<<<<

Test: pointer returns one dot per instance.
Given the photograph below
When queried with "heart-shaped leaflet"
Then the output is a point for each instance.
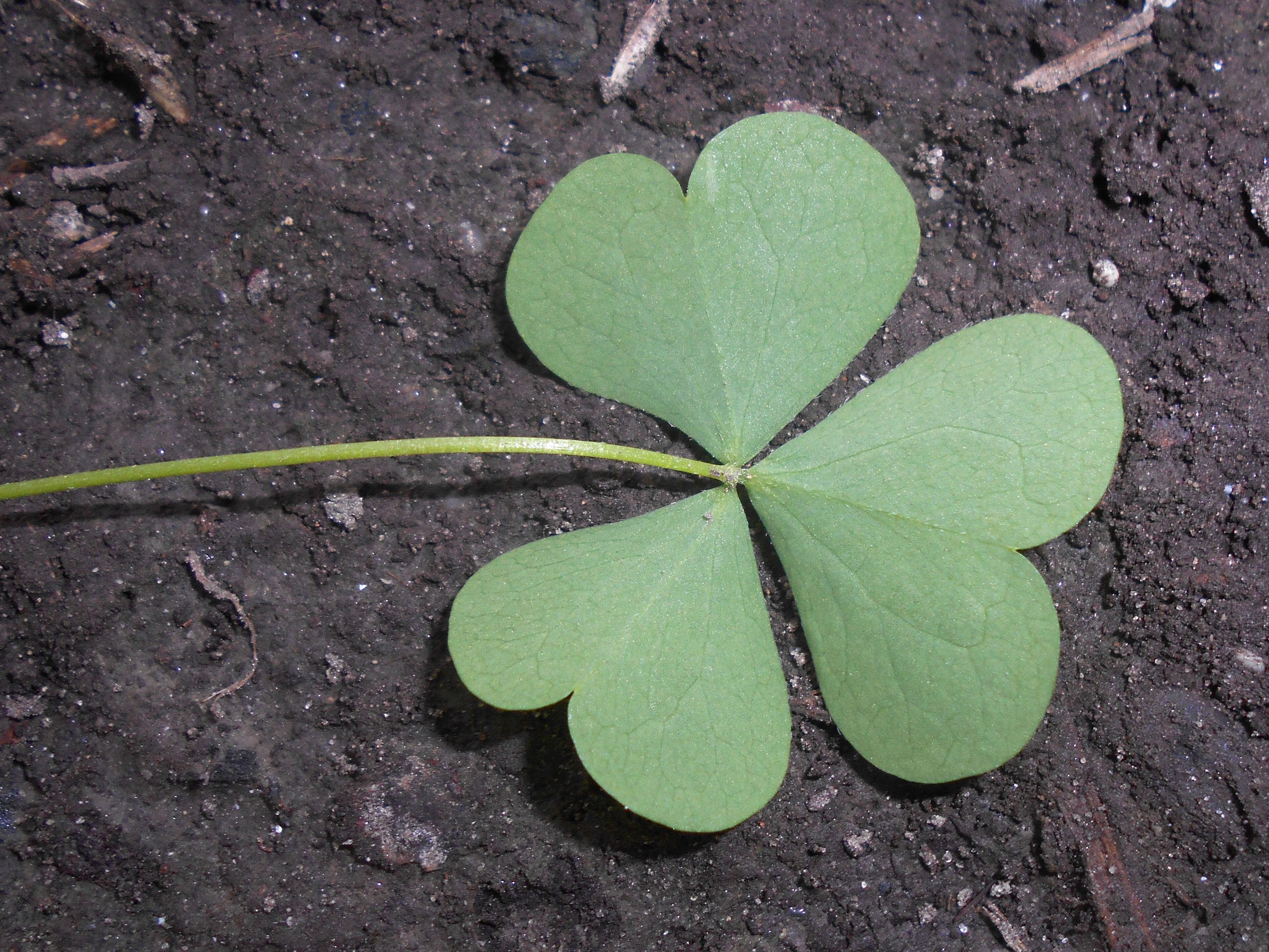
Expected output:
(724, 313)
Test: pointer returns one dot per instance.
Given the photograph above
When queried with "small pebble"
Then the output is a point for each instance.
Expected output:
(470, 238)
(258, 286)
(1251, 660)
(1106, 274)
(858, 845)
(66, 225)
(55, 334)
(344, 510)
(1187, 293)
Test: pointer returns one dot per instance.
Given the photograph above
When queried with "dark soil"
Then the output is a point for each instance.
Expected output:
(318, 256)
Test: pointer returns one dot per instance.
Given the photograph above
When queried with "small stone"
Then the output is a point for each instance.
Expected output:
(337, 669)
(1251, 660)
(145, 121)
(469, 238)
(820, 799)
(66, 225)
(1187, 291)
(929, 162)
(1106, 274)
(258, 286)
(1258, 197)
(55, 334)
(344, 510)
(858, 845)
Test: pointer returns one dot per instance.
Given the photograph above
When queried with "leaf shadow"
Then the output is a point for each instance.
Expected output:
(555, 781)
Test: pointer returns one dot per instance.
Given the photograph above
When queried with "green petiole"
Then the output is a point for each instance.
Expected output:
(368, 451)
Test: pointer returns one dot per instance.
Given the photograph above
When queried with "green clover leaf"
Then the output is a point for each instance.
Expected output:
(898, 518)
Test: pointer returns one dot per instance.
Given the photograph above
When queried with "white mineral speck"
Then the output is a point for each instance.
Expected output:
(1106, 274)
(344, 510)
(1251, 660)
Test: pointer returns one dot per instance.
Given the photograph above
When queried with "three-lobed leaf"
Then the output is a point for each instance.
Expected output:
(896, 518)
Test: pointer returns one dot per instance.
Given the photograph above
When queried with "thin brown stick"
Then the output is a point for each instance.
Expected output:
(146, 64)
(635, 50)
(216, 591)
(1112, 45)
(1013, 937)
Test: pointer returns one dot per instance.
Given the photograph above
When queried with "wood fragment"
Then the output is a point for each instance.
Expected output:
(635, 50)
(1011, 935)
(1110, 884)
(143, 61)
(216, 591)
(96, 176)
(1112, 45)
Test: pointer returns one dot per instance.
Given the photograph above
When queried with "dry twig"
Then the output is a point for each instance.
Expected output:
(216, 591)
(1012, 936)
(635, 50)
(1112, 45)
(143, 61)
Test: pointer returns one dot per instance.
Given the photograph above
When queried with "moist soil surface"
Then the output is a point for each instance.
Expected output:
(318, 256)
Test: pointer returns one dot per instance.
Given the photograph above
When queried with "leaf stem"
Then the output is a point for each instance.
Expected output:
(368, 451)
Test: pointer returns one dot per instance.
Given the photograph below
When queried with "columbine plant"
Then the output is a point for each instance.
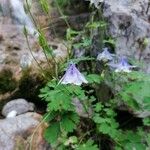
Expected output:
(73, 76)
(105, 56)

>>>>

§ **GIVEN PROBLEM**:
Find every line in the material above that contains the string "soil", and copy each of those lines in full.

§ **COMPLETED EXERCISE**:
When queried with "dark soil"
When queried with "moist soil surface"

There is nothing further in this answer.